Actions to take -
A. According to the dream yoga journal post, how many times has the writer performed dream yoga before?
B. Condense the paragraph of the dream yoga journal post that begins "I have performed dream yoga twice before" into a bulleted list that keeps its main facts.
C. Duplicate the portion of the dream yoga journal post starting at "## Appamada" and ending at "that are stickied.".

# Lucid Dreaming > DV Academy > Current Courses > Dream Yoga >  >  An Advanced Starters Dream Yoga Journal

## Appamada

Hello Dreamviewers, I am going to start off this thread with some background and subsequent posts will be my journal and thoughts and implementations of the strategies that are stickied.

I have performed dream yoga twice before. I am doing this journal to help me learn how to do it every night. I have been lucid dreaming since about the age of 4 to today, at the age of 25. I remember my first lucid dream from back then, I dreamed I was Goku doing a Kamehameha at the world tournament. I lucid dream almost every night with out trying at this point in my life. I have been avidly meditating most of my life. 7 years ago I started learning about all forms of meditation I could and practicing and researching Buddhism. Mostly to help me understand the parts of my mind that had been exposed to in deep dreams, dreamless sleeps, and some other one off experiences through my life. Buddhism has a label for the mind in these moments, the very subtle mind.

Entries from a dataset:
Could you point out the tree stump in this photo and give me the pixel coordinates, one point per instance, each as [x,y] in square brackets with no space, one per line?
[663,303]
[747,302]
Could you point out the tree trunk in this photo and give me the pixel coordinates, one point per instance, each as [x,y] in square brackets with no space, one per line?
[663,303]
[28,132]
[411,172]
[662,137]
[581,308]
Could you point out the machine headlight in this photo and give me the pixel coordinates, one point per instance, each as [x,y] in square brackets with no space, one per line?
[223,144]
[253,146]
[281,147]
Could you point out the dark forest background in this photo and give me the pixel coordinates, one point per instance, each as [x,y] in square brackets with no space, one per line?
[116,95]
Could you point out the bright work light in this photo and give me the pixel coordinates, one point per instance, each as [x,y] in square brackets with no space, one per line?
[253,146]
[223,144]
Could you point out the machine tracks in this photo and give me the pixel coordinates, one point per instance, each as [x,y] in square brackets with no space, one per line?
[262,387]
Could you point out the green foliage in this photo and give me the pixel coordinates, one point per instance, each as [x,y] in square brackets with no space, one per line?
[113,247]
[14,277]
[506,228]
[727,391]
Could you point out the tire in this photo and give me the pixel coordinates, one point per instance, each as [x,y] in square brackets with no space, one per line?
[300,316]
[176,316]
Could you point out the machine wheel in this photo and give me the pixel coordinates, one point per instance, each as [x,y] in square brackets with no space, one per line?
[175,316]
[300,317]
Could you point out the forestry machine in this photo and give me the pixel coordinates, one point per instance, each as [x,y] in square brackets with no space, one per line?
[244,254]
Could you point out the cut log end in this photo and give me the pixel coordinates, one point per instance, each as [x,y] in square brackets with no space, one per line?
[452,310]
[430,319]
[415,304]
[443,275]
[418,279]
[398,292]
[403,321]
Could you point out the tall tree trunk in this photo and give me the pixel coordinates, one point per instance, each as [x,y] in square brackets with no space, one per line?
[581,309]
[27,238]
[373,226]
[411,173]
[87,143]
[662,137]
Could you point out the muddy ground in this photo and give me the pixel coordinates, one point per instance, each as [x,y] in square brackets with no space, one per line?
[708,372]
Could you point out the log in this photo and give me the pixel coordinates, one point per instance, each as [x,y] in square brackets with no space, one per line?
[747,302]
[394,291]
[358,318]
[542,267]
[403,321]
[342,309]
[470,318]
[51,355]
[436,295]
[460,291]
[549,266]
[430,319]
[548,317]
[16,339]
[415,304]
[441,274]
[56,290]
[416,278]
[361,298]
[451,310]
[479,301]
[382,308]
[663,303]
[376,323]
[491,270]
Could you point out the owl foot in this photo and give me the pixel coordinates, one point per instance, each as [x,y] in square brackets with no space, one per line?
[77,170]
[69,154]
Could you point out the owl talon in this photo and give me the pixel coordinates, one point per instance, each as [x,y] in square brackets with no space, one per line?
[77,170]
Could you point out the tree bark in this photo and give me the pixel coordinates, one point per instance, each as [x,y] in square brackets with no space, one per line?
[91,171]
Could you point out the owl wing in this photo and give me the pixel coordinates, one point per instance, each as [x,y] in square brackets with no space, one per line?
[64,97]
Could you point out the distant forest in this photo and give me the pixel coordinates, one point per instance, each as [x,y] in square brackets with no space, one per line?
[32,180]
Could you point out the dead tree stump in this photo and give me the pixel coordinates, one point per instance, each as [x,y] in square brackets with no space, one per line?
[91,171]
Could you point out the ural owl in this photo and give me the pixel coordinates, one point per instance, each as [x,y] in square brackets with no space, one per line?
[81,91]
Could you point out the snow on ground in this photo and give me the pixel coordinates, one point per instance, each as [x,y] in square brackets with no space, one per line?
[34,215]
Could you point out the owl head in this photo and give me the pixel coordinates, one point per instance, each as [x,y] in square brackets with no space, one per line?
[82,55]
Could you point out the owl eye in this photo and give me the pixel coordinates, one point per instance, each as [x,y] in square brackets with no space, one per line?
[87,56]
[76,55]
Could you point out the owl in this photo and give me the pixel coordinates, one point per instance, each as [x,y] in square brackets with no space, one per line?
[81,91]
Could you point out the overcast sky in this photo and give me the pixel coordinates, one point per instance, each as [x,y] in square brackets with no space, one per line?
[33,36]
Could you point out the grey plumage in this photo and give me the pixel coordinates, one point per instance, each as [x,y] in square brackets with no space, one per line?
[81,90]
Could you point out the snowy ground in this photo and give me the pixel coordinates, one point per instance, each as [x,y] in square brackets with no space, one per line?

Task-by-task answers -
A. Twice.

B.
- The writer has performed dream yoga twice and keeps this journal to learn to do it every night.
- The writer has lucid dreamed since about age 4 and is now 25. The first remembered lucid dream was of being Goku doing a Kamehameha at the world tournament.
- The writer now lucid dreams almost every night without trying.
- The writer has meditated avidly for most of their life.
- Seven years ago, the writer began learning every form of meditation they could and practicing and researching Buddhism. This was mostly to understand parts of the mind encountered in deep dreams, dreamless sleep, and other one-off experiences.
- Buddhism calls the mind in these moments "the very subtle mind."

C.
## Appamada

Hello Dreamviewers, I am going to start off this thread with some background and subsequent posts will be my journal and thoughts and implementations of the strategies that are stickied.